> [Условия заданий]:
1 – Кто из людей назван по имени в отрывке о рождении Лукреции в абзацах, начинающихся словами «Расположенный в ста шести километрах» и «В Субиако, колыбели монашества»? Перечислите всех.
2 – Продолжите отрывок о рождении Лукреции с фразы, следующей за его последней фразой.

В начале 1480 года Ваноцца вновь забеременела. Как и большинство римских дам, она посетила астрологов, чтобы узнать пол ребенка. В ту пору эта профессия становилась все более доходной. У римлянок появилась привычка держать пари на предсказания гороскопов, и эти игры приняли такие масштабы, что папский престол был вынужден сократить число практикующих астрологов до сорока и предоставить им некоторую монополию. Так или иначе, испанские и итальянские прорицатели предсказали Ваноцце рождение дочери, и она решила рожать в Субиако, в старинной Рока Борджа.
Расположенный в ста шести километрах от Рима, этот небольшой средневековый городок, вознесшийся над тремя искусственными озерами, высится на обрывистых склонах, покрытых дубовыми рощами. Он хранит много воспоминаний: перед взором предстают руины виллы Нерона, где, по народным поверьям, обитают демоны и призраки, античные гробницы и развалины двенадцати монастырей, основанных в V веке святым Бенуа из Норчи и его сестрой-близнецом Сколастикой. Родриго построил укрепленный замок, нависающий над монастырем. Массивное, способное выдержать длительную осаду сооружение слилось с благородным и гармоничным пейзажем.
В Субиако, колыбели монашества, иноки могли удовлетворить свою склонность к уединению; так поступала и дочь папы после очередного испытания. Шестнадцатью годами ранее Арнольд Паннартц и Конрад Швайнхайм основали там первую в Италии типографию.
И вот, в окружении скромных и всеведущих придворных, среди музыкантов и поэтов, 18 апреля 1480 года Ваноцца произвела на свет Лукрецию. Ее отец, чуравшийся имен святых, назвал ее так в память о самой целомудренной из римлянок, дочери префекта Рима Спурия Лукреция и супруги Тарквиния Коллация, которая, после того как ее силой взял Сикст, сын Тарквиния Гордого, сообщила о нанесенном ей оскорблении мужу, отцу, Бруту и, призвав их к отмщению, покончила с собой у них на глазах. Эта драма стала причиной революции, в результате которой пала монархия и была установлена республика.

> [Представленные данные]:
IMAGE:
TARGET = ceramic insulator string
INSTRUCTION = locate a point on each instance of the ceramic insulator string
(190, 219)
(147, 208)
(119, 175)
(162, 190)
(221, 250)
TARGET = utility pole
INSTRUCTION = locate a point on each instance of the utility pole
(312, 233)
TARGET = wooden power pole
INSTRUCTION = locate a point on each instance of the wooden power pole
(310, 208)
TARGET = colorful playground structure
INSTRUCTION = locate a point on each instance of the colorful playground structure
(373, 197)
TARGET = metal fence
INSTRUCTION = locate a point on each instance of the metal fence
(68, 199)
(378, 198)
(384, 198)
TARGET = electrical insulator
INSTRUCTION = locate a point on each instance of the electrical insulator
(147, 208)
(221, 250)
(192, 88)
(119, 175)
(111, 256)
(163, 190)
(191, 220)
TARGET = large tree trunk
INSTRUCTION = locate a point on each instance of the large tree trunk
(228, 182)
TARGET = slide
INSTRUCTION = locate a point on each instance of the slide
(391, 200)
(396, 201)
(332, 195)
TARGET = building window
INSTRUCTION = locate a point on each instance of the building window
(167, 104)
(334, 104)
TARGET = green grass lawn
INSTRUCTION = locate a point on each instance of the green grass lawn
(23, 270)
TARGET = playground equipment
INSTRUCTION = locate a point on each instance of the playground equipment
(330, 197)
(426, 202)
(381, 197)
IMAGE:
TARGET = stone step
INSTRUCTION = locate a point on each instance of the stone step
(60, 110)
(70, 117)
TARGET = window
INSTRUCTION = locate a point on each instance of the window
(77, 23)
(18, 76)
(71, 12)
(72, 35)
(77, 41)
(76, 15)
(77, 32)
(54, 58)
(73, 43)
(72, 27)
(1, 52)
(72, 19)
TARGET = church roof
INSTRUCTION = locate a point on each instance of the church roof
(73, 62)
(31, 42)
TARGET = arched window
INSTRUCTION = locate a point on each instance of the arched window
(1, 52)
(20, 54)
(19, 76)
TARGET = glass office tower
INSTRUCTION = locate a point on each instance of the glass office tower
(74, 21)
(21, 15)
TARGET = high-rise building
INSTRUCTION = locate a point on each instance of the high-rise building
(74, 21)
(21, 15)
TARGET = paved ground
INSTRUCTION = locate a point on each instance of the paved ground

> [Готовые ответы]:
1 – Нерон, святой Бенуа из Норчи, Сколастика, Родриго, Арнольд Паннартц, Конрад Швайнхайм.

2 –
Несмотря на расстояние, отделяющее Рим от Субиако, многочисленные посетители прибывают с подношениями, выставляемыми в большом зале. Ваноцца принимает их, лежа на парадном ложе, где шелковые простыни вытканы серебром, подушки расшиты жемчугом, стеганые одеяла отделаны кистями, а занавеси из темно-красного бархата защищают от дующего сквозь щели ветра. Присутствующие весело беседуют, попивая вино и угощаясь печеньем и сластями, поданными на золотых блюдах. Непринужденная беседа продолжается за обедом. Обед — легкий. По рекомендациям врачей Ваноцца сама кормит новорожденную грудью. Чтобы у нее было молоко «цвета белого, а не зеленого, не желтого и ни в коем случае не черного, с приятным запахом и вкусом почти что сладким, не соленым и не горьким, которое не пенилось бы и было бы однородным», она ест «миндаль, лесные орехи и французские супы»1.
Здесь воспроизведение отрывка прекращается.